(Saved entries)
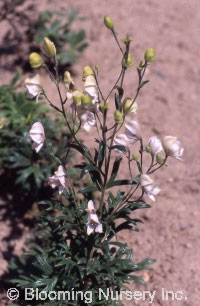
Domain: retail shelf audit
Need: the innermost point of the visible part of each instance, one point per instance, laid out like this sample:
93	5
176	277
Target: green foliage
17	159
75	245
64	257
56	25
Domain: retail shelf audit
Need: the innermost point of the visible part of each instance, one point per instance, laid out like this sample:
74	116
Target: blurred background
168	105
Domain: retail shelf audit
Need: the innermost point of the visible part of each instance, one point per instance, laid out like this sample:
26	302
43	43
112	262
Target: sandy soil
168	105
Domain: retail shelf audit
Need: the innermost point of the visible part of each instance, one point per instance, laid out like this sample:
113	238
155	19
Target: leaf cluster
64	257
17	159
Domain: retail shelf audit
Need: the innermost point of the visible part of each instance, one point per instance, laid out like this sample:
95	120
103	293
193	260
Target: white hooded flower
155	144
34	86
123	140
93	224
58	179
91	88
132	129
87	120
148	186
37	135
172	147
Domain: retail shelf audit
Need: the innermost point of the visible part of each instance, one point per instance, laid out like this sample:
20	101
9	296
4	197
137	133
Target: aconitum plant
77	250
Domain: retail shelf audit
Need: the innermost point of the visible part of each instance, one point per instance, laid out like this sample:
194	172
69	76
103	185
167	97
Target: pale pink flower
132	129
34	86
148	186
91	88
58	179
172	147
37	135
155	144
87	120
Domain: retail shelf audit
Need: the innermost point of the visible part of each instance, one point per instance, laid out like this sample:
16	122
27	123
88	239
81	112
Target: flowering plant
77	247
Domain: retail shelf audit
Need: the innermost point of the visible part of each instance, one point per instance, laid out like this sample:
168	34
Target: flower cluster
89	108
93	224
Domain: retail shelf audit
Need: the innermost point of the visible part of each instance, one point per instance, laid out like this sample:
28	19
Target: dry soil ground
168	105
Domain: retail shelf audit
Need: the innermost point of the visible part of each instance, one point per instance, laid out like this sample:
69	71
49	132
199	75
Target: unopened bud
108	23
118	117
77	99
105	106
129	106
159	159
148	149
48	47
135	157
140	66
150	55
35	60
87	70
127	62
127	40
86	100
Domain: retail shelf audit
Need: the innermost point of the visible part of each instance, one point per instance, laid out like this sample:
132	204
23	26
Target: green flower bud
150	55
35	60
86	100
148	149
48	47
118	117
135	157
127	62
87	70
105	106
77	99
108	23
129	106
159	159
127	40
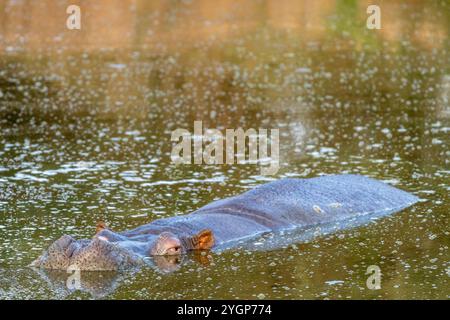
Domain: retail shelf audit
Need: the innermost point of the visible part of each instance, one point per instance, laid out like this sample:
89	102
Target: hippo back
300	202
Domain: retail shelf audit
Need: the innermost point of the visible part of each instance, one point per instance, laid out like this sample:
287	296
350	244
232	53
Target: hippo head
111	251
95	254
167	243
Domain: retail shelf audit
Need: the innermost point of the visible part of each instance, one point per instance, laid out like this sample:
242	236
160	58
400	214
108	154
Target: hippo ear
100	226
204	240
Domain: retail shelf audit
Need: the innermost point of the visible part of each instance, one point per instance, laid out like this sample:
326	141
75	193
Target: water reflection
86	117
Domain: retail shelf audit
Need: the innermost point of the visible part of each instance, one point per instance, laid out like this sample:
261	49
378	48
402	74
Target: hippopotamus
273	207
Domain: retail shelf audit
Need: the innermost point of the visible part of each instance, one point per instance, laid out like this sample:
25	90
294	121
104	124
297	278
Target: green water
85	136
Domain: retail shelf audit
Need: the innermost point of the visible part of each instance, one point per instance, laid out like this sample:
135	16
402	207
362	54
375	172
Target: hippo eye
174	250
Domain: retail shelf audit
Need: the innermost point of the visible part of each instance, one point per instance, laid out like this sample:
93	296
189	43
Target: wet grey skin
280	205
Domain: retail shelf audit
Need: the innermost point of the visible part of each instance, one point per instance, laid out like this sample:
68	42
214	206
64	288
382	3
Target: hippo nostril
71	249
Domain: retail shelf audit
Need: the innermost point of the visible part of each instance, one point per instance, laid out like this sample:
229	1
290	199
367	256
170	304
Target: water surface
85	123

What you need to do:
Set down the entries above word for word, but drop any image.

Solved problem:
Domain: retail shelf audit
Need: the innermost point of the visible part of each instance, one point per instance, laid out like this sample:
93	5
176	277
Target: green foliage
17	159
75	245
64	257
56	25
Domain: retail shelf audit
Need: the innermost point of the visible part of each instance, one point per instance, laid out like this sample:
74	116
Target: blurred background
168	105
Domain: retail shelf audit
Need: the innermost point of the visible part of each instance, one point per instance, laid out like this sample:
26	302
43	43
112	262
Target: sandy soil
168	105
Domain: retail shelf audit
Need: the innermost point of the visible part of each instance, one point per instance, laid out like this sample:
113	238
155	19
Target: leaf cluster
64	257
17	159
Domain: retail shelf audit
Need: the innermost point of the visible part of each instance, one point per instance, laid out like this sample:
95	120
103	293
193	260
Target: white hooded flower
155	144
34	86
123	140
93	224
58	179
91	88
132	129
87	120
148	186
37	135
172	147
Domain: retail shelf audit
Need: the innermost point of the visible part of each instance, one point per instance, laid out like this sample:
20	101
9	296
4	197
137	133
Target: aconitum plant
77	250
Domain: retail shelf audit
Need: the innermost point of the visible part of each instance, one point per instance, laid out like this sample:
194	172
69	76
103	185
167	97
Target: pale pink flower
132	129
34	86
148	186
91	88
58	179
172	147
37	135
155	144
87	120
Domain: retail shelf audit
Need: the innermost point of the visible part of each instance, one point per instance, laid out like this sample:
16	122
27	123
88	239
81	112
Target: flowering plant
77	247
Domain: retail shelf audit
Need: the innermost point of the visible part of each instance, one point per instance, laid out like this sample:
168	34
Target: flower cluster
89	108
93	224
Domain: retail shelf audit
Need: the innermost point of the visible part of each instance, one point per instance, laid out like this sample:
28	19
Target: dry soil ground
168	105
Domain: retail shelf audit
Need: the innermost point of the visible part of each instance, one point per instance, laid out like this sample:
69	71
49	132
199	75
Target: unopened bud
108	23
118	117
77	99
105	106
129	106
159	159
148	149
48	47
135	157
140	66
150	55
35	60
87	70
127	62
127	40
86	100
Domain: retail shelf audit
Need: the innermost point of the visible part of each instance, one point per instance, laid out like this sample:
132	204
23	26
Target: green flower bud
150	55
35	60
86	100
148	149
48	47
118	117
135	157
127	62
87	70
105	106
77	99
108	23
129	106
159	159
127	40
Domain: retail shelf audit
Need: the innermost point of the visible part of each instance, one point per instance, laid out like this sample:
89	102
Target: hippo back
300	202
Domain: retail shelf audit
Need: the innermost point of the visible part of each instance, one point per instance, laid out like this sample:
287	296
350	244
232	53
Target: hippo head
111	251
95	254
167	243
Domain: retail shelf audit
Need: the innermost point of the visible part of each instance, one point per instance, laid out like this sample:
242	236
160	58
400	214
108	154
Target: hippo ear
100	226
204	240
Domain: retail shelf audit
Need: the innermost point of the visible part of each instance, one point per instance, laid out like this sample:
326	141
75	193
Target: water reflection
86	117
Domain: retail shelf audit
Need: the innermost point of the visible part of each instance, one point per instance, laid out like this sample:
261	49
378	48
402	74
Target: hippopotamus
273	207
Domain: retail shelf audit
Need: the innermost point of the visible part of each instance, one point per instance, laid out like this sample:
25	90
294	121
104	124
297	278
Target: green water
85	136
Domain: retail shelf audit
Need: the innermost point of the visible part of each instance, one point per instance, laid out like this sample:
135	16
402	207
362	54
375	172
Target: hippo eye
174	250
Domain: retail shelf audit
Need: the innermost point of the visible part of each instance, one point per instance, laid out like this sample:
93	296
189	43
Target: wet grey skin
280	205
Domain: retail shelf audit
Need: the innermost point of the visible part of each instance, one point per instance, laid out like this sample:
68	42
214	206
64	288
382	3
Target: hippo nostril
71	249
Domain: retail shelf audit
Need: the innermost point of the visible part of each instance, one point per instance, laid out like this sample:
229	1
290	199
367	256
170	304
Target: water surface
85	123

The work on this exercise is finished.